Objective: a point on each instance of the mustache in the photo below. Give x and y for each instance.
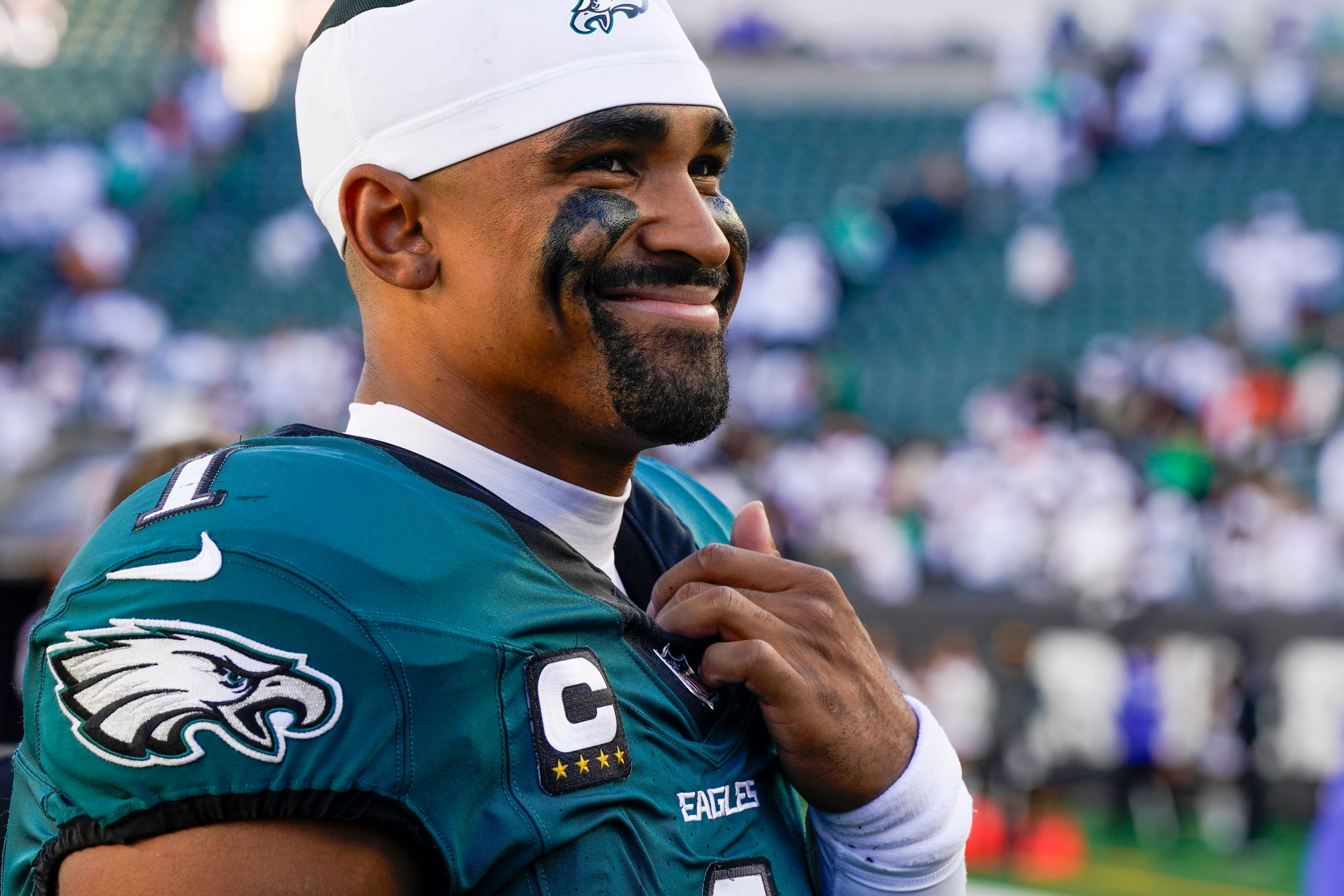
(625, 274)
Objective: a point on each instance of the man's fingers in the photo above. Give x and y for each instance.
(755, 664)
(720, 610)
(752, 531)
(737, 569)
(695, 589)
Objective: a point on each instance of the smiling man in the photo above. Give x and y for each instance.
(478, 644)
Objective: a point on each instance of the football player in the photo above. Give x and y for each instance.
(478, 644)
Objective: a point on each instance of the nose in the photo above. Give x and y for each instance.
(679, 225)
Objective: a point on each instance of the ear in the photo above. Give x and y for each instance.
(381, 211)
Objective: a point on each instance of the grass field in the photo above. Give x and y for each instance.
(1117, 867)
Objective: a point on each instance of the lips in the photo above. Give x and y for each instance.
(691, 306)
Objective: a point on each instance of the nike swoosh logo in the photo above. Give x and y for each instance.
(201, 567)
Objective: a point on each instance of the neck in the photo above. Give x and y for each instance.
(522, 428)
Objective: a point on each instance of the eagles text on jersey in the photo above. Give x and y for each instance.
(315, 625)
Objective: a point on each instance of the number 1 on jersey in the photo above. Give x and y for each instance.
(189, 488)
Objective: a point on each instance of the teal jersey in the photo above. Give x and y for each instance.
(314, 625)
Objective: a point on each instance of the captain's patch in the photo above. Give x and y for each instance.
(576, 722)
(740, 878)
(143, 691)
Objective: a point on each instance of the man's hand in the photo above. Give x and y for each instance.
(843, 730)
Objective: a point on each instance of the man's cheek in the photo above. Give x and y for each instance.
(726, 217)
(587, 226)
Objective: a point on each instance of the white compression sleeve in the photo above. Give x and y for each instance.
(909, 840)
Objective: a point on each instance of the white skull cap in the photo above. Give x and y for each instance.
(420, 85)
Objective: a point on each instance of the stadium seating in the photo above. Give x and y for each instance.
(941, 324)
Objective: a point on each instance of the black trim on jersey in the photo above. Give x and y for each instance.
(651, 540)
(202, 499)
(166, 819)
(758, 867)
(343, 11)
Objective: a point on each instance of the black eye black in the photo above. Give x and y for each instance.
(706, 168)
(609, 163)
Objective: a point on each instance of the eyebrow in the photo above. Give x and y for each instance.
(721, 132)
(603, 128)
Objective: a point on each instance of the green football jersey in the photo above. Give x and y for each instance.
(320, 626)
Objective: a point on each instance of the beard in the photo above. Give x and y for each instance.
(668, 386)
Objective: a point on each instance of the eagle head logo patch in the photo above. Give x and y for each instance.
(140, 692)
(590, 15)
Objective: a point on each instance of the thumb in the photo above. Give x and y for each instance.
(752, 531)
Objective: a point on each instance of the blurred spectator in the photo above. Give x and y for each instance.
(1273, 269)
(862, 238)
(1011, 146)
(1081, 678)
(1283, 89)
(1041, 268)
(288, 245)
(961, 695)
(776, 389)
(790, 293)
(45, 192)
(1310, 678)
(1210, 105)
(99, 252)
(932, 210)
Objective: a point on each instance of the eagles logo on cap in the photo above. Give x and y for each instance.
(576, 722)
(590, 15)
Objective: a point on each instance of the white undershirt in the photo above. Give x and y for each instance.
(587, 520)
(908, 840)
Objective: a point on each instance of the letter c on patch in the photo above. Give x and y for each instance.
(562, 734)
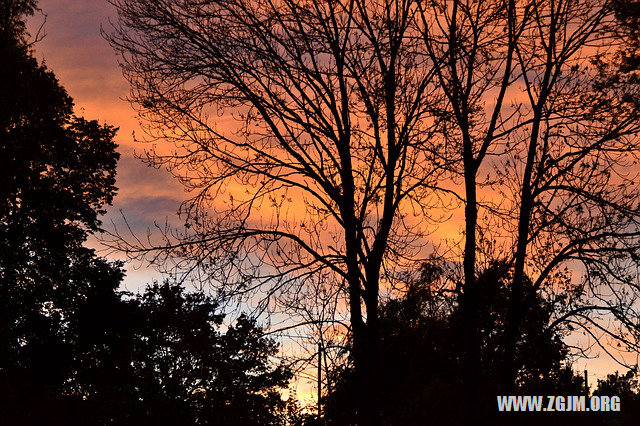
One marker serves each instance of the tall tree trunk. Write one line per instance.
(469, 298)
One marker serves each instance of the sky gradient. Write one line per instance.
(88, 68)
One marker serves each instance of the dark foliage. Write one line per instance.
(73, 349)
(159, 359)
(422, 350)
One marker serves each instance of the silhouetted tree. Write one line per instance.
(73, 349)
(422, 351)
(324, 169)
(531, 121)
(58, 171)
(158, 358)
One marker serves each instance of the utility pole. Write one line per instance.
(319, 379)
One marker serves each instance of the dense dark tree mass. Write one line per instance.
(362, 110)
(73, 349)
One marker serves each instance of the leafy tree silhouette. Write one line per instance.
(422, 349)
(158, 358)
(73, 349)
(58, 171)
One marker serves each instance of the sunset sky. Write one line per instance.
(87, 67)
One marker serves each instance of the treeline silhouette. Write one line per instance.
(73, 348)
(423, 378)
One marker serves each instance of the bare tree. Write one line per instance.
(531, 108)
(306, 131)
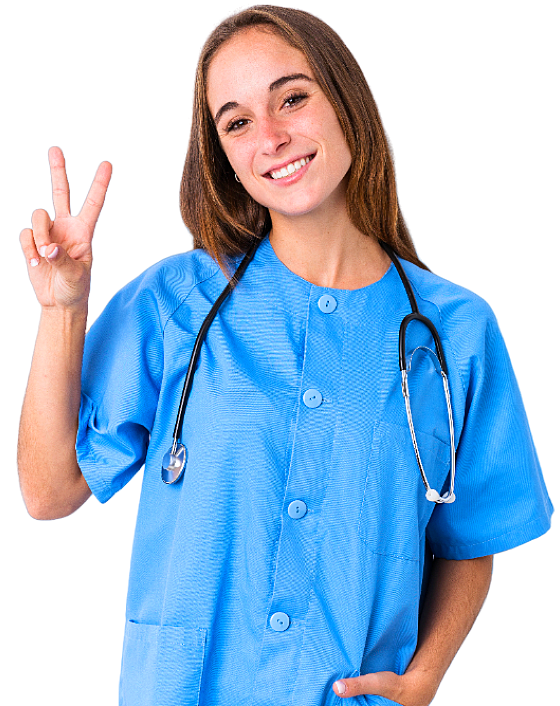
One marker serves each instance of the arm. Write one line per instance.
(456, 594)
(59, 258)
(51, 483)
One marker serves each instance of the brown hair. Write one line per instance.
(222, 218)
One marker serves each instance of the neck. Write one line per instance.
(328, 251)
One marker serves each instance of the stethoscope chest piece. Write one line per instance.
(173, 464)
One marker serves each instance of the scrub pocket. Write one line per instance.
(395, 510)
(161, 665)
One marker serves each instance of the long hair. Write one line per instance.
(221, 217)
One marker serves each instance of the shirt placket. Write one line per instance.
(306, 483)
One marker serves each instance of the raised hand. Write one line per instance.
(59, 254)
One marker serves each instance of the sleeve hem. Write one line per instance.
(496, 545)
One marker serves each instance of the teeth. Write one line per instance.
(290, 169)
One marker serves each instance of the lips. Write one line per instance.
(289, 166)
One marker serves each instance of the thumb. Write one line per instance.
(378, 683)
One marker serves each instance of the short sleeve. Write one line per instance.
(501, 497)
(121, 380)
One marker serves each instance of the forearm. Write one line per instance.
(456, 594)
(50, 480)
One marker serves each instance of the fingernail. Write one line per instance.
(340, 686)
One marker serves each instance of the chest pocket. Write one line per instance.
(161, 665)
(395, 511)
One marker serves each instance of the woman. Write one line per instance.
(294, 557)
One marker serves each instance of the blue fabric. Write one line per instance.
(217, 555)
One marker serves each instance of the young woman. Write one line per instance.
(303, 534)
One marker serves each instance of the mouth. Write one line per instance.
(289, 169)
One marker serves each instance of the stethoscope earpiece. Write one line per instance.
(173, 464)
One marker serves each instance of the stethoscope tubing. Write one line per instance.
(202, 333)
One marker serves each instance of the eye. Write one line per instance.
(294, 99)
(235, 124)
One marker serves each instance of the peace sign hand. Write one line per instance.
(59, 253)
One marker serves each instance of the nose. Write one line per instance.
(273, 135)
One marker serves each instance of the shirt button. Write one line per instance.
(297, 509)
(327, 303)
(312, 398)
(279, 622)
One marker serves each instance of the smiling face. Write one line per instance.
(276, 126)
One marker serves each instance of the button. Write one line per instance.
(312, 398)
(327, 303)
(279, 622)
(297, 509)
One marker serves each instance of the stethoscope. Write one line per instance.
(174, 461)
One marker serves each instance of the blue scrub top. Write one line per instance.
(296, 547)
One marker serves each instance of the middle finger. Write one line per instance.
(59, 183)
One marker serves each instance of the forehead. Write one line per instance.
(248, 63)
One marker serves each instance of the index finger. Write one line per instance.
(95, 198)
(59, 182)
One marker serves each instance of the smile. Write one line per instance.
(291, 168)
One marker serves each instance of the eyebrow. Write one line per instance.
(274, 86)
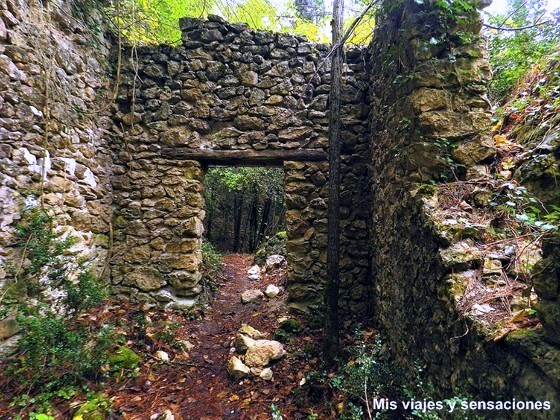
*****
SET TASK: Rewrite every row above as a JSON list of strings, one string per line, with blank lines and the pictures left out.

COMPLETE ANSWER:
[
  "Objective: a point on each instance of the mustache in the photo below. Give x and y for each instance.",
  "(625, 274)",
  "Objective: a point on each instance of the man's fingers in the photo above. Give x and y for each instance.",
  "(755, 664)",
  "(720, 610)",
  "(752, 531)",
  "(737, 569)",
  "(695, 589)",
  "Objective: a point on each instance of the smiling man in the photo above. Give x and y for each instance.",
  "(478, 644)",
  "Objective: a point on each instance of the football player in the photo above. Give x and y for each instance.",
  "(478, 644)",
  "Objective: a point on each instance of the nose in the photo above. Give x and y for each instance.",
  "(679, 225)",
  "Objective: a point on each instance of the ear in the photo above. Give x and y for each instance.",
  "(381, 211)",
  "Objective: a point on each instance of the grass field in the photo above. Give x and y for each instance.",
  "(1117, 867)",
  "Objective: a point on each instance of the lips in the photo above. Give x and y for each instance.",
  "(691, 306)",
  "Objective: a point on each instance of the nike swoosh logo in the photo above. Give x and y for each instance.",
  "(201, 567)",
  "Objective: a point on each instance of the neck in the photo above. Give x and y for each instance.",
  "(522, 428)",
  "Objective: a point on each instance of the eagles text on jersey in the photo above. Give x and y for each instance.",
  "(315, 625)",
  "Objective: a point on each instance of the number 1 on jersey in the photo above. Give x and y for each instance.",
  "(189, 488)",
  "Objective: a point on each instance of the teal jersey in the photo above. Give x and y for each instance.",
  "(314, 625)",
  "Objective: a point on each instance of the captain's patch in the photo above. Give x and y for each instance.",
  "(576, 722)",
  "(740, 878)",
  "(143, 691)",
  "Objective: a point on each instance of the man's hand in the photo above. Give x and y for each instance.",
  "(843, 730)",
  "Objective: a point on each instance of the man's cheek in the photo above. Give x and y for each instance.",
  "(726, 217)",
  "(587, 226)",
  "Objective: a point on each instance of the white compression sleeve in the photo above. Give x and y for each instance.",
  "(909, 840)",
  "Objective: a point on each instance of the white skull cap in the photo above. Give x and y for each instance.",
  "(420, 85)",
  "Objective: a point on each instance of the stadium seating in the photo above. Give x and y for each instance.",
  "(941, 324)",
  "Objective: a point on each instance of the black trim on jersey in the photo above. Give x and y for each instance.",
  "(651, 540)",
  "(202, 499)",
  "(166, 819)",
  "(758, 867)",
  "(343, 11)",
  "Objective: a point on each instance of the black eye black in the photo above. Give x and y for each instance.",
  "(706, 168)",
  "(609, 163)",
  "Objective: a point on each instance of the eyebrow in the photo above. Give x and y for each instance.",
  "(721, 132)",
  "(603, 128)",
  "Objective: a point on each instance of the green football jersey in the photo above. Give x and y for each instance.",
  "(320, 626)",
  "Objective: a point on each instance of the beard in the photo above. Give x and y for each instance.",
  "(668, 386)",
  "Objective: a point on each instance of the eagle head logo patch in the photo above. Give x and y for each instance.",
  "(140, 692)",
  "(590, 15)",
  "Objective: a point on each instance of the thumb in the photo above. Give x and y for each instance.",
  "(752, 531)",
  "Objective: a point on each instance of the blurred spectator in the photo above. Give x and y for each instance.",
  "(1273, 269)",
  "(862, 238)",
  "(1011, 146)",
  "(1081, 678)",
  "(1283, 89)",
  "(1041, 268)",
  "(288, 245)",
  "(961, 695)",
  "(776, 389)",
  "(790, 293)",
  "(45, 192)",
  "(1310, 678)",
  "(1210, 105)",
  "(99, 252)",
  "(932, 210)",
  "Objective: a point on each instance of the eagles logo on cap in the photo above. Give x and y for each instance.",
  "(576, 722)",
  "(590, 15)",
  "Objective: a point on each instance of the white undershirt in the photo above. Give x and y for each instance.",
  "(587, 520)",
  "(908, 840)",
  "Objective: a point on each instance of the letter c on patch in the photo above. Give x and y for each instance.",
  "(562, 734)",
  "One marker serves each instance of the tall tree trunk. Write one line per instance.",
  "(469, 298)",
  "One marker serves each instance of the sky gradient. Write one line per instance.",
  "(88, 68)",
  "One marker serves each instance of the dark foliage. Write one line per instance.",
  "(73, 349)",
  "(159, 359)",
  "(422, 350)",
  "One marker serves each instance of the silhouetted tree. Write one line per instance.",
  "(73, 349)",
  "(422, 351)",
  "(324, 169)",
  "(531, 121)",
  "(58, 171)",
  "(158, 358)",
  "One marker serves each instance of the utility pole. Write one line per instance.",
  "(319, 379)",
  "One marker serves each instance of the dense dark tree mass. Write one line per instance.",
  "(362, 110)",
  "(73, 349)",
  "One marker serves each instance of the leafy tree silhouette. Write one line per instance.",
  "(422, 349)",
  "(158, 358)",
  "(73, 349)",
  "(58, 171)",
  "One marker serves each instance of the sunset sky. Write one line per instance.",
  "(87, 67)",
  "One marker serves each instance of the treeline silhouette. Write one line per instance.",
  "(73, 348)",
  "(423, 378)",
  "One marker serves each instance of the bare tree. Write one line per instance.",
  "(531, 108)",
  "(306, 131)",
  "One marker serves each instance of the arm. Write one line per instance.",
  "(456, 594)",
  "(59, 258)",
  "(51, 483)",
  "One marker serves each instance of the brown hair. Write one line per instance.",
  "(222, 218)",
  "One marker serves each instance of the neck. Write one line per instance.",
  "(328, 251)",
  "One marker serves each instance of the stethoscope chest piece. Write one line per instance.",
  "(173, 464)",
  "One marker serves each instance of the scrub pocket. Write one line per instance.",
  "(395, 510)",
  "(161, 665)",
  "One marker serves each instance of the long hair. Write one line per instance.",
  "(221, 217)",
  "One marker serves each instance of the shirt placket. Write one line per instance.",
  "(306, 483)",
  "One marker serves each instance of the raised hand. Write one line per instance.",
  "(59, 254)",
  "One marker serves each instance of the sleeve hem. Write one line per instance.",
  "(496, 545)",
  "One marker serves each instance of the teeth. Write one line per instance.",
  "(290, 169)",
  "One marker serves each instance of the lips. Write one line per instance.",
  "(289, 166)",
  "One marker serves each instance of the thumb. Write one line per instance.",
  "(378, 683)",
  "One marker serves each instance of the short sleeve. Write one line per instance.",
  "(501, 497)",
  "(121, 380)",
  "One marker serves each instance of the forearm. Write one line per instance.",
  "(456, 594)",
  "(50, 480)",
  "One marker serves each instance of the fingernail. Write one line per instance.",
  "(340, 686)",
  "One marker serves each instance of the chest pocket. Write one line per instance.",
  "(161, 665)",
  "(395, 511)",
  "One marker serves each instance of the woman. Write one line per instance.",
  "(294, 557)",
  "One marker serves each instance of the blue fabric. Write one line per instance.",
  "(217, 555)",
  "One marker serves each instance of the young woman. Write one line per instance.",
  "(303, 534)",
  "One marker serves each instance of the mouth. Write one line per instance.",
  "(289, 169)",
  "One marker serves each instance of the stethoscope earpiece. Write one line per instance.",
  "(173, 464)",
  "One marker serves each instance of the stethoscope tubing. Write one line per instance.",
  "(202, 333)",
  "One marker serves each instance of the eye. Write one line per instance.",
  "(294, 99)",
  "(235, 124)",
  "One marker serves each instance of the peace sign hand. Write one line per instance.",
  "(59, 253)",
  "One marker serves each instance of the nose. Write one line per instance.",
  "(273, 135)",
  "One marker serves each instance of the shirt button. Write one line per instance.",
  "(297, 509)",
  "(327, 303)",
  "(312, 398)",
  "(279, 622)",
  "One marker serves each instance of the smiling face. Write one line per instance.",
  "(276, 126)",
  "One marker serves each instance of the button. Write one line per instance.",
  "(312, 398)",
  "(327, 303)",
  "(279, 622)",
  "(297, 509)",
  "One marker serves each instance of the stethoscope. Write one line per instance.",
  "(174, 461)",
  "One marker serves each instance of the blue scrub top. Write one line per instance.",
  "(296, 547)",
  "One marker serves each instance of the middle finger. Write one line per instance.",
  "(59, 183)",
  "One marker serves each instance of the forehead. Write one line per instance.",
  "(248, 63)",
  "One marker serves each instance of the index finger. Write one line per instance.",
  "(95, 198)",
  "(59, 182)",
  "One marker serves each instance of the smile. Write one line per instance.",
  "(291, 168)",
  "One marker serves each instance of the eyebrow. Write one line per instance.",
  "(274, 86)"
]